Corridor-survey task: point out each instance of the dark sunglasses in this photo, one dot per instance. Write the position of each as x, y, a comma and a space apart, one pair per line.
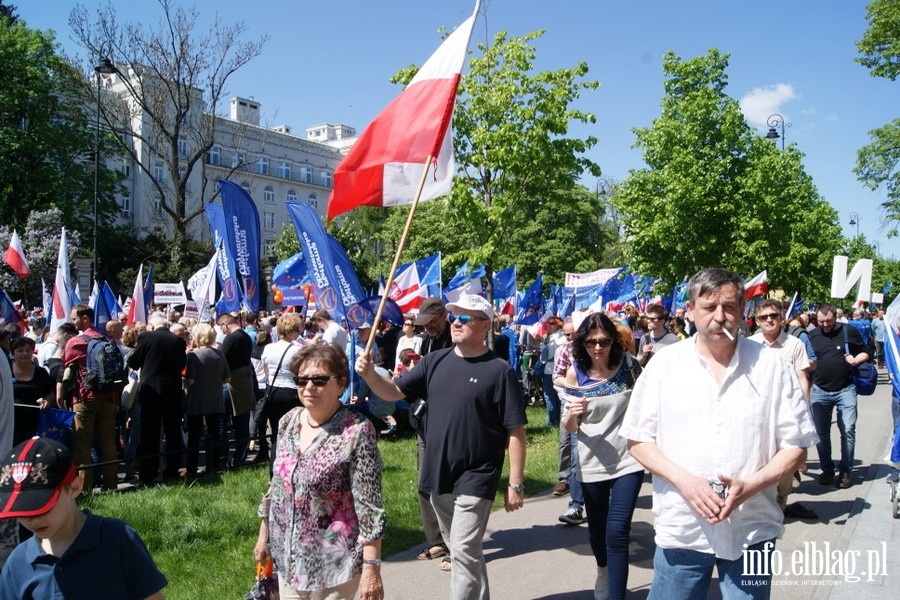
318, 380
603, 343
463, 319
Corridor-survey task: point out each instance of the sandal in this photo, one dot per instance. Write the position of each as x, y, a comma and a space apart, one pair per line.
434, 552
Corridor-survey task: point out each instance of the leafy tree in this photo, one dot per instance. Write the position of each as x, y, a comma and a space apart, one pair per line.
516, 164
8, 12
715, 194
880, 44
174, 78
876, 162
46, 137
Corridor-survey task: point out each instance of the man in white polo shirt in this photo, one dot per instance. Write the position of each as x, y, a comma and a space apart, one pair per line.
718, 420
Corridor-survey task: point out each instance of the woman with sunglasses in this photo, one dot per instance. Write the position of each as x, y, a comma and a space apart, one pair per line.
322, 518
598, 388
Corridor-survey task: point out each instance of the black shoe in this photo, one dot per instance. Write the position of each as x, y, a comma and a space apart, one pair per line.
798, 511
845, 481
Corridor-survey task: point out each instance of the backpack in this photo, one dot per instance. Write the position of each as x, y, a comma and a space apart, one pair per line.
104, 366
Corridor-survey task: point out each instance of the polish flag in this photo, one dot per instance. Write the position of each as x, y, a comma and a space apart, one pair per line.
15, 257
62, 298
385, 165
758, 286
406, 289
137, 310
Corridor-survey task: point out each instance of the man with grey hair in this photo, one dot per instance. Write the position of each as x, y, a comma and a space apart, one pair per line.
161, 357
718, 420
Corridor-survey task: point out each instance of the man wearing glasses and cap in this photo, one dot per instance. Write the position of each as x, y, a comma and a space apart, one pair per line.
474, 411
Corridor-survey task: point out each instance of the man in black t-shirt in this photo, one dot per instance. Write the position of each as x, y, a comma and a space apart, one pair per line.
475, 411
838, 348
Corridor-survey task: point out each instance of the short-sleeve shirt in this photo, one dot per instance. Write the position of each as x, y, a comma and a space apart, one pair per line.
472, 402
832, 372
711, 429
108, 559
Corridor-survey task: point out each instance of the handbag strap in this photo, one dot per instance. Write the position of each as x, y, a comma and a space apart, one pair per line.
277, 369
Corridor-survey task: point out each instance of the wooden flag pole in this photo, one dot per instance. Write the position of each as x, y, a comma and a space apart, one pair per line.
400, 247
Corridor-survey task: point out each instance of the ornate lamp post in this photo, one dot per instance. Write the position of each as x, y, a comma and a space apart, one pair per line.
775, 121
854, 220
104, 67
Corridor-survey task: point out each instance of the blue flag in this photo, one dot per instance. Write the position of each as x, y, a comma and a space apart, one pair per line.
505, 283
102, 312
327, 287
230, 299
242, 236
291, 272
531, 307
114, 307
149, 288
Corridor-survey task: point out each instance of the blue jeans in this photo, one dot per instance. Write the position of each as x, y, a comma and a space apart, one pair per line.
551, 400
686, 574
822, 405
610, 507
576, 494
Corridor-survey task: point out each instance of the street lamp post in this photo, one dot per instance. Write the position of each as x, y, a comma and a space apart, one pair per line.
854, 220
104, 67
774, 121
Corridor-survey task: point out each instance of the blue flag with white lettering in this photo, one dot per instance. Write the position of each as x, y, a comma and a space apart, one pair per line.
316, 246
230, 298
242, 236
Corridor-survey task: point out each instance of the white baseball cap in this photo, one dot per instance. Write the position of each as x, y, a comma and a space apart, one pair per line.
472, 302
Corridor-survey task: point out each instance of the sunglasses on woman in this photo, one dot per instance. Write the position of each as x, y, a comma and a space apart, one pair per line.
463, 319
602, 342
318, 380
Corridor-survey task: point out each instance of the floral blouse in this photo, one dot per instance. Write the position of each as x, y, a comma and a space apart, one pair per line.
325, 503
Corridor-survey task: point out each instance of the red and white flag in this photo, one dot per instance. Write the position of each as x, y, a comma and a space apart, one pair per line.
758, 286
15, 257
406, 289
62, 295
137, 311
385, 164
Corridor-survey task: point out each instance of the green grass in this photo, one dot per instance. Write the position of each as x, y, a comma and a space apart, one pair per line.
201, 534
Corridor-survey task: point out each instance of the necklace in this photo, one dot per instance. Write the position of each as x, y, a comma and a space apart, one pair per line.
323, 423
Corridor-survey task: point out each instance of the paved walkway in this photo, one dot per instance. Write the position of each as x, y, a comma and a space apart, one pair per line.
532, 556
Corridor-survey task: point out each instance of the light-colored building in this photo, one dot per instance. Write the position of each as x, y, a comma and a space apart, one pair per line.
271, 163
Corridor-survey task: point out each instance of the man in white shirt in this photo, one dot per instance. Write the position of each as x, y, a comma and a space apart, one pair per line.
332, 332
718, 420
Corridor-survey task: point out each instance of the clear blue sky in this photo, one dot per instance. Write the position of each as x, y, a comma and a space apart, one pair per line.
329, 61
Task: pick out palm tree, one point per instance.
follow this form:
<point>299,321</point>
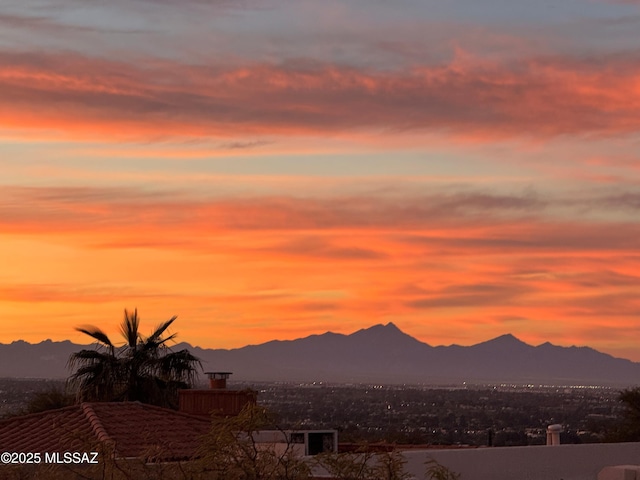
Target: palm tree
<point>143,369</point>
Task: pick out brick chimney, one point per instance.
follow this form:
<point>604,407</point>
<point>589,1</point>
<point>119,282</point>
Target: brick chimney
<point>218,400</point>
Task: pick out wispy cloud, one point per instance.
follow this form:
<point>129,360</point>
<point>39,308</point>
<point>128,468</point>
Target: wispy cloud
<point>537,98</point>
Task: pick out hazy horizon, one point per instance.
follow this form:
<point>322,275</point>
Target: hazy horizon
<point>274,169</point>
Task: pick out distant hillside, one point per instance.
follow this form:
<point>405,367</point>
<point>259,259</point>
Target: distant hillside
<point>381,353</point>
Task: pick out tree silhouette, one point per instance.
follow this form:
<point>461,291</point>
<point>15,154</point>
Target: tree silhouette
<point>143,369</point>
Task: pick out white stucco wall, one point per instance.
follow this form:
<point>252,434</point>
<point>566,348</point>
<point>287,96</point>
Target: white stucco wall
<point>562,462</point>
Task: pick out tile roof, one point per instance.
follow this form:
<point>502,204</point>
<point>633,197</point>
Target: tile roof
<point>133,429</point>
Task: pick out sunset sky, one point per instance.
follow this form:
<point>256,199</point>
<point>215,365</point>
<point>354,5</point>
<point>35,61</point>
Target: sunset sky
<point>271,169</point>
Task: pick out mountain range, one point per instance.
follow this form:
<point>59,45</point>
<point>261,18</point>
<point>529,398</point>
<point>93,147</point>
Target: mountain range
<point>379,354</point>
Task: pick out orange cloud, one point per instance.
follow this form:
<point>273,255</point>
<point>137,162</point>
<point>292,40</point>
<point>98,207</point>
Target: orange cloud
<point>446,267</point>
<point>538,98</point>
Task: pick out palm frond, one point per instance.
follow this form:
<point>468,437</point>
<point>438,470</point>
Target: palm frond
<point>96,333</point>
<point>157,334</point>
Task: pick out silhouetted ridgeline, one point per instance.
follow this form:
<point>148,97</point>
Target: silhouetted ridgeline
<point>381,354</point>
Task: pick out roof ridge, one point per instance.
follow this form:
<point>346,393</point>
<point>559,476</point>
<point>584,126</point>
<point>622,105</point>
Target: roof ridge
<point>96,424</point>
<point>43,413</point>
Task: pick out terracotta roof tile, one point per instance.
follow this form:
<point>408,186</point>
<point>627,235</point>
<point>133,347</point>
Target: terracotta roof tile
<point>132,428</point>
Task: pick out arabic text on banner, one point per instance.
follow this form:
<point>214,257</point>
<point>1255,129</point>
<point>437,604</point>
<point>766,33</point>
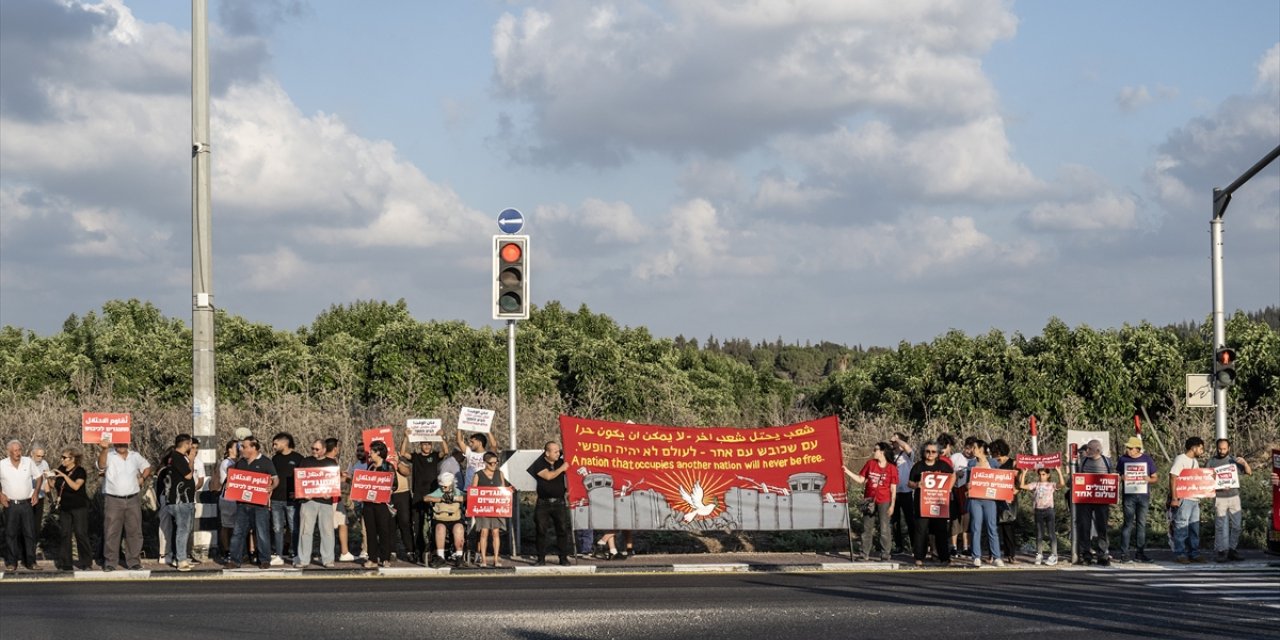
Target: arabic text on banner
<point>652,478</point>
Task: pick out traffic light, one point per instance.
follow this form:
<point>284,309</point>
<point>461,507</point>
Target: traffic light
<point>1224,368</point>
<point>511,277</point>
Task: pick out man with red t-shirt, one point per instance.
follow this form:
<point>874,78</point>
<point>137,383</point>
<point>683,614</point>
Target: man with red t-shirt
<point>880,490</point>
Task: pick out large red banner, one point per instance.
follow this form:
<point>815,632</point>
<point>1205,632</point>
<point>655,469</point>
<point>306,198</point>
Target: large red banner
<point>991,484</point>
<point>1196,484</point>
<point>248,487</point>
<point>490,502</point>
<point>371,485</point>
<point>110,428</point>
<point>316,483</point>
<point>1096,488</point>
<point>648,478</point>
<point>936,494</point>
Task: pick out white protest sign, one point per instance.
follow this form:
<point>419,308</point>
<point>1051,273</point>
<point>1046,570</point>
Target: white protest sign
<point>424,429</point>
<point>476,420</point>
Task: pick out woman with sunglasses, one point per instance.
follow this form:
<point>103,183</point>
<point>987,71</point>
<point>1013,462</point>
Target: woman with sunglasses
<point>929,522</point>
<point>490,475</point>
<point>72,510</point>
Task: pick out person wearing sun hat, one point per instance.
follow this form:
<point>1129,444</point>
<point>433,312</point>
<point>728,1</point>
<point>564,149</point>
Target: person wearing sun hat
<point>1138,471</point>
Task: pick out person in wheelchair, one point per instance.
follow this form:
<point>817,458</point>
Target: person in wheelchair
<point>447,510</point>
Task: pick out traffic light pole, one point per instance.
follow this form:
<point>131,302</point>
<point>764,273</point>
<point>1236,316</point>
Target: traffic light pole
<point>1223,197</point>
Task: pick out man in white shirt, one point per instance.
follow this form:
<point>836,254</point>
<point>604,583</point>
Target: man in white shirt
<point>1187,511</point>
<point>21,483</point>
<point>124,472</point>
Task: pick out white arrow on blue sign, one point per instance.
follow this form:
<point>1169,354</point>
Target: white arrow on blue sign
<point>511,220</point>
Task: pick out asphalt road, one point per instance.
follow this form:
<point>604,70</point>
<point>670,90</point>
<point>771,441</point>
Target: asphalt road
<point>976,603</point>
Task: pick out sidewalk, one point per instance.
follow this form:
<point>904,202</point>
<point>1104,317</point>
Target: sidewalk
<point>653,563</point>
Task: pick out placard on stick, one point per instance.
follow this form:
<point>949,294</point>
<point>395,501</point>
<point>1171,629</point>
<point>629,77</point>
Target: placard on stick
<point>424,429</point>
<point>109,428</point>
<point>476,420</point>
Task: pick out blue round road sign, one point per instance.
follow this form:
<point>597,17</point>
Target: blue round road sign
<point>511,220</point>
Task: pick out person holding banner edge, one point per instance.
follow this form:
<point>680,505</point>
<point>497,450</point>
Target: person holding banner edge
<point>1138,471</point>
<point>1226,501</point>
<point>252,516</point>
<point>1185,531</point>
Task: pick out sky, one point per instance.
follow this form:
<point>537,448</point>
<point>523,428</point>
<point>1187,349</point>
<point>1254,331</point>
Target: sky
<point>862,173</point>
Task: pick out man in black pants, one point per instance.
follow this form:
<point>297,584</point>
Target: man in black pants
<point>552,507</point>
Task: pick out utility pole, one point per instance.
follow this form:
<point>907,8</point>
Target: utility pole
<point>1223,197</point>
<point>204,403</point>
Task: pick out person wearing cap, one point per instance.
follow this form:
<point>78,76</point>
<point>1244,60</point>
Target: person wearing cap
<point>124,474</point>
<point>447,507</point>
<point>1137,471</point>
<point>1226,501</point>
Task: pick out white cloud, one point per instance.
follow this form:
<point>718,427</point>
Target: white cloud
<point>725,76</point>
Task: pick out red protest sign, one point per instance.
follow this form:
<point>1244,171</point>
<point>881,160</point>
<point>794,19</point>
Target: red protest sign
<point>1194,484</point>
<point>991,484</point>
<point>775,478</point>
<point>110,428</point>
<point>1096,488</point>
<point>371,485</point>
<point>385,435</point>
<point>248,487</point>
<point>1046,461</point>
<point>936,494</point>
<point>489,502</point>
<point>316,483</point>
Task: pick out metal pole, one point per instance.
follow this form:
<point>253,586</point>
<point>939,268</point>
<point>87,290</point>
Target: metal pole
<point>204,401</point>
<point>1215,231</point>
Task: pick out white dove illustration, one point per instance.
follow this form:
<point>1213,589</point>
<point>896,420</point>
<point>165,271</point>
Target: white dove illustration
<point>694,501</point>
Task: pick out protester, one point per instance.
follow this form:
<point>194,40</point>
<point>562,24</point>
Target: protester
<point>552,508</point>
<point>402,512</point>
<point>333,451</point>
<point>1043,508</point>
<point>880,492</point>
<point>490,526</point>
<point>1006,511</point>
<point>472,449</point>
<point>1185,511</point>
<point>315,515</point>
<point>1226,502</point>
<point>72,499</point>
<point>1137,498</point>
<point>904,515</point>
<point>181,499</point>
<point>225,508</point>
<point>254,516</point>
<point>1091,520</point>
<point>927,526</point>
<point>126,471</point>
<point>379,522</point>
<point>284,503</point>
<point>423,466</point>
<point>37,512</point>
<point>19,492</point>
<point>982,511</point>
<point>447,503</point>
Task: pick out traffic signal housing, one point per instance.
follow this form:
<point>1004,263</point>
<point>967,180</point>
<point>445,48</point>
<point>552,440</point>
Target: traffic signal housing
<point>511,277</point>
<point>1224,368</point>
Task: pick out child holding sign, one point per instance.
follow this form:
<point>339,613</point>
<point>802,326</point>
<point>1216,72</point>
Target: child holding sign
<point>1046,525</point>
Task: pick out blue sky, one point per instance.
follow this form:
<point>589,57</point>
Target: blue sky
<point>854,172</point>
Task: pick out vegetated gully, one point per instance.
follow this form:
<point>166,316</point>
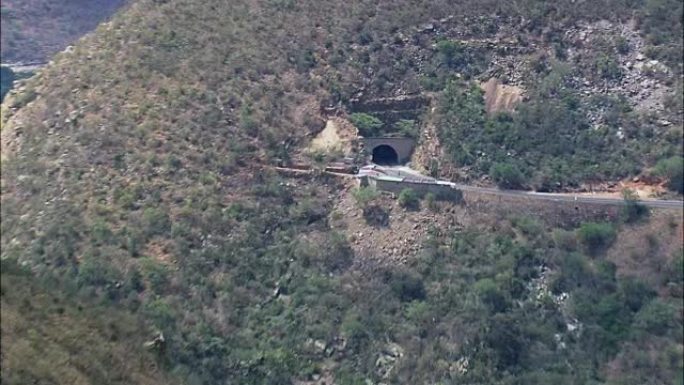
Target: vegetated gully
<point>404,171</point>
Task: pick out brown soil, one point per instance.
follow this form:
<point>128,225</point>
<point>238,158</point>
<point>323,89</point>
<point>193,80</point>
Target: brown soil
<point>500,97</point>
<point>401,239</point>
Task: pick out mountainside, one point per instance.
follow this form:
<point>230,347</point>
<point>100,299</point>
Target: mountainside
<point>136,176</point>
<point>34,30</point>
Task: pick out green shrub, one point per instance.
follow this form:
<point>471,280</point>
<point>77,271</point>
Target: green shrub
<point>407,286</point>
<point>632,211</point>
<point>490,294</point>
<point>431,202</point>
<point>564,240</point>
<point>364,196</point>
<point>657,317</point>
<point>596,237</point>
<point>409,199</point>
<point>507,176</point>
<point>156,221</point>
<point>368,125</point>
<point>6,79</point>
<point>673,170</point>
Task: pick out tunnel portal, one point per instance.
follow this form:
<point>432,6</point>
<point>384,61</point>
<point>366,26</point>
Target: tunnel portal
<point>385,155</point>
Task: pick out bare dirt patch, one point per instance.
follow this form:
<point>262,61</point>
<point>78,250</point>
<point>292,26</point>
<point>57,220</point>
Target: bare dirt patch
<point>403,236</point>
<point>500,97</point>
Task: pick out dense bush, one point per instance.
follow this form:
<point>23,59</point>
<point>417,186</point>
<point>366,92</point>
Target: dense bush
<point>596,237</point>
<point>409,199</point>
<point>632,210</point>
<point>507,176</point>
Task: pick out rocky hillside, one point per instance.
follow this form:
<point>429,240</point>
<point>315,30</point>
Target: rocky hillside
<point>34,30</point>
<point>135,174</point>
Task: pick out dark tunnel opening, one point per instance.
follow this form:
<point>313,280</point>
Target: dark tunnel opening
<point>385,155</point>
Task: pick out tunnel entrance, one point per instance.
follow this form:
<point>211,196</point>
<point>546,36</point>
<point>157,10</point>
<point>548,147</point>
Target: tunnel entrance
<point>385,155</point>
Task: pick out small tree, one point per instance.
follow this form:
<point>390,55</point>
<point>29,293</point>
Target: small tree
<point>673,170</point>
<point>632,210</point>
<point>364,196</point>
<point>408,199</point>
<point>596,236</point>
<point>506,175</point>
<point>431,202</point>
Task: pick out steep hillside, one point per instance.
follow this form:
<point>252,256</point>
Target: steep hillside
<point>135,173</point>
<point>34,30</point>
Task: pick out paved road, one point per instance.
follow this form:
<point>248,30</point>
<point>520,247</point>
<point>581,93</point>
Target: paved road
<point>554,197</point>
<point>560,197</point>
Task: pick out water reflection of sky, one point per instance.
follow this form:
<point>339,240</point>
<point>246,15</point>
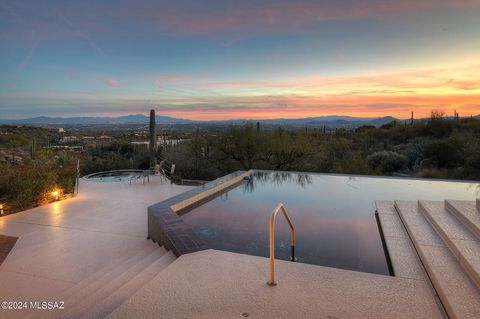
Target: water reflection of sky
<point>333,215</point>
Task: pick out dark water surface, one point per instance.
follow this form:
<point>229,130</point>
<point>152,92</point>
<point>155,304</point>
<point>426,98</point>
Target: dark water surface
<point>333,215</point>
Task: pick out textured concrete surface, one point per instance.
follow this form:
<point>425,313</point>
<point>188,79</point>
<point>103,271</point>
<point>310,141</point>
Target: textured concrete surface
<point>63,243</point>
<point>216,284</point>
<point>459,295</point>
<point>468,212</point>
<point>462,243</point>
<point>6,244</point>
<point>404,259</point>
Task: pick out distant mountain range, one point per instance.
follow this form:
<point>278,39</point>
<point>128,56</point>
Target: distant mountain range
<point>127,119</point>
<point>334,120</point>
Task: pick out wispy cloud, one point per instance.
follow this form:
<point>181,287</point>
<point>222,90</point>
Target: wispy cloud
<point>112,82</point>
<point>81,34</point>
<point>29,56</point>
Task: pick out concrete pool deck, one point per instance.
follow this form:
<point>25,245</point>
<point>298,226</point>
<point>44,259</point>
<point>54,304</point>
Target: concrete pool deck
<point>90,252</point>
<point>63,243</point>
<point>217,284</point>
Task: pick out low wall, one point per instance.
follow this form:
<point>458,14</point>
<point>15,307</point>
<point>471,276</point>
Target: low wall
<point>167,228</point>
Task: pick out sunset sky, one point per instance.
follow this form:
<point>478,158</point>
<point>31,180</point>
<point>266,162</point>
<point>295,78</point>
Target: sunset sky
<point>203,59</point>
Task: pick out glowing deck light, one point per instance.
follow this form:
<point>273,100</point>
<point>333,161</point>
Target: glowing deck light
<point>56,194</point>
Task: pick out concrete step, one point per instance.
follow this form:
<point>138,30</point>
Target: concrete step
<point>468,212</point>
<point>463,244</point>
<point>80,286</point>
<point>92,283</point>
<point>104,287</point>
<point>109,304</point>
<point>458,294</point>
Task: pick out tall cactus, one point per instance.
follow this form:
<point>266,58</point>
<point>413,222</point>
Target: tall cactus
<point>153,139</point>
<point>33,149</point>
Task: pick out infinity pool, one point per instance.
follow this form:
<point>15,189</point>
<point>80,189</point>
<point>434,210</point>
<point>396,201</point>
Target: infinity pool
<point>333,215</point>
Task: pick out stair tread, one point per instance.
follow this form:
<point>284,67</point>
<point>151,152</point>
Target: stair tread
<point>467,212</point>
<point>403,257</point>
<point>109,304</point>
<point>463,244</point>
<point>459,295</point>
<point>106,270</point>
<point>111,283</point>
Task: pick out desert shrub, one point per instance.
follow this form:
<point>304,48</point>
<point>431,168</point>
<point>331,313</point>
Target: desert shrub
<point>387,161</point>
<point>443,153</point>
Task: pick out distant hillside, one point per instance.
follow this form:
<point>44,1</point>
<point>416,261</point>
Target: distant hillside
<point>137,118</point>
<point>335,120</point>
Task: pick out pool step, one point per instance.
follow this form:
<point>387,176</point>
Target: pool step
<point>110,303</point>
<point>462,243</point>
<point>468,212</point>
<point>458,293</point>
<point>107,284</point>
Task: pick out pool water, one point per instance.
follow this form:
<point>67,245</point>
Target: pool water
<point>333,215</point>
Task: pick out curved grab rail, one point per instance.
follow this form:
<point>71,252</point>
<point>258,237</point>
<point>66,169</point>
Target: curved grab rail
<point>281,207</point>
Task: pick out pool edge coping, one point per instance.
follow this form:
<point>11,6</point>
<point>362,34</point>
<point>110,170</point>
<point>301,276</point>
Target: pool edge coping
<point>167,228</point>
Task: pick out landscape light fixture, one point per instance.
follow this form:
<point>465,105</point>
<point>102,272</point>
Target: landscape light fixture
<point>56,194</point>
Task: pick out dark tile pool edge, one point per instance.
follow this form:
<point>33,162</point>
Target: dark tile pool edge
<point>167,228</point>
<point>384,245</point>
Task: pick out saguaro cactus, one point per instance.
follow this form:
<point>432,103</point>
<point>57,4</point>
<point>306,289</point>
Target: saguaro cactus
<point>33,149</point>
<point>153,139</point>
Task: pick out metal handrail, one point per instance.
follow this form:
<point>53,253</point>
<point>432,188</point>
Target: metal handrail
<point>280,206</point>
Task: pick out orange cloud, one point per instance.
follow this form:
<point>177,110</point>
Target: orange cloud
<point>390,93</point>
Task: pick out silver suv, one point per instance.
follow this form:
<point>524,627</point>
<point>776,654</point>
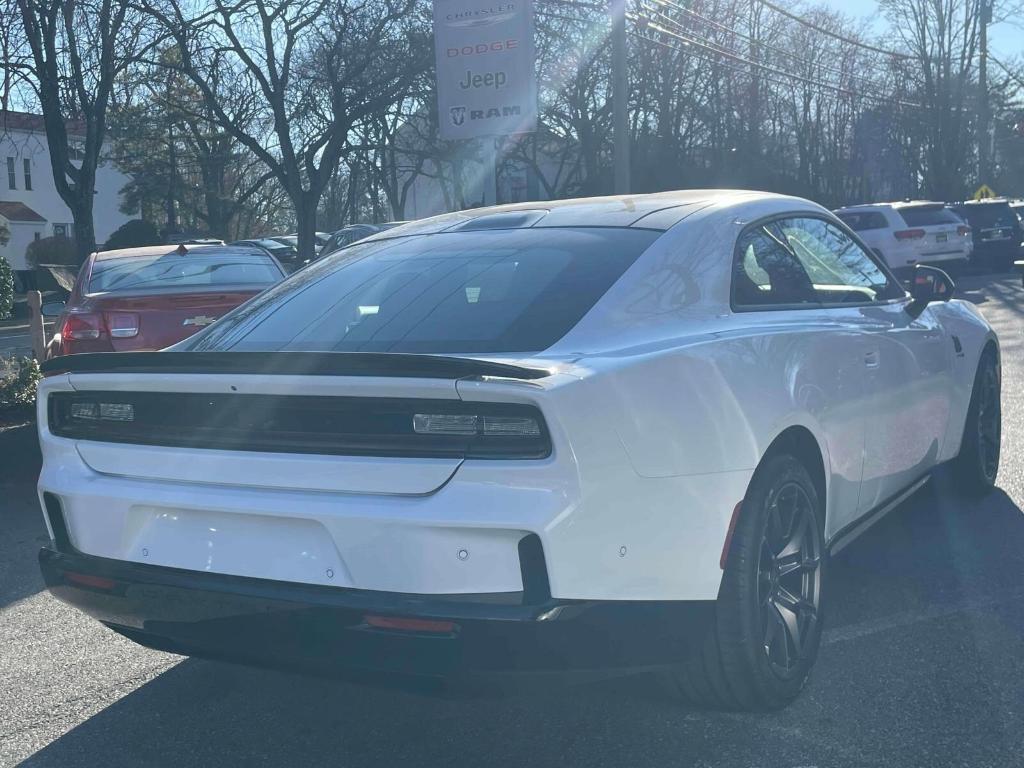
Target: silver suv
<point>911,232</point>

_Task to complete_
As the answer, set down only the lines from the data above between the one holding "Task: pick out metal pole, one" and the one holding "<point>1216,72</point>", inclusive, exactly as they read.

_Exercise solution_
Task: pick out metal pole, one point per instance.
follow this form:
<point>253,586</point>
<point>939,268</point>
<point>87,290</point>
Target: metal pole
<point>204,401</point>
<point>1215,231</point>
Task: pick out white dove illustration, one point per instance.
follow this form:
<point>1213,589</point>
<point>896,420</point>
<point>165,271</point>
Target: white dove illustration
<point>694,501</point>
Task: pick out protester, one point per instance.
follow this form:
<point>194,40</point>
<point>562,24</point>
Target: protester
<point>552,508</point>
<point>402,512</point>
<point>333,451</point>
<point>1043,508</point>
<point>880,492</point>
<point>490,526</point>
<point>1006,511</point>
<point>472,449</point>
<point>1185,511</point>
<point>315,515</point>
<point>1226,502</point>
<point>72,499</point>
<point>1137,498</point>
<point>904,515</point>
<point>181,499</point>
<point>225,508</point>
<point>254,516</point>
<point>1091,520</point>
<point>927,526</point>
<point>126,471</point>
<point>379,522</point>
<point>284,503</point>
<point>423,466</point>
<point>37,512</point>
<point>19,492</point>
<point>982,511</point>
<point>447,503</point>
Task: pick out traffic signal housing, one point per instance.
follow this form:
<point>1004,263</point>
<point>967,180</point>
<point>445,48</point>
<point>552,440</point>
Target: traffic signal housing
<point>511,277</point>
<point>1224,368</point>
Task: pick out child holding sign, one point per instance.
follow this form:
<point>339,613</point>
<point>802,326</point>
<point>1216,72</point>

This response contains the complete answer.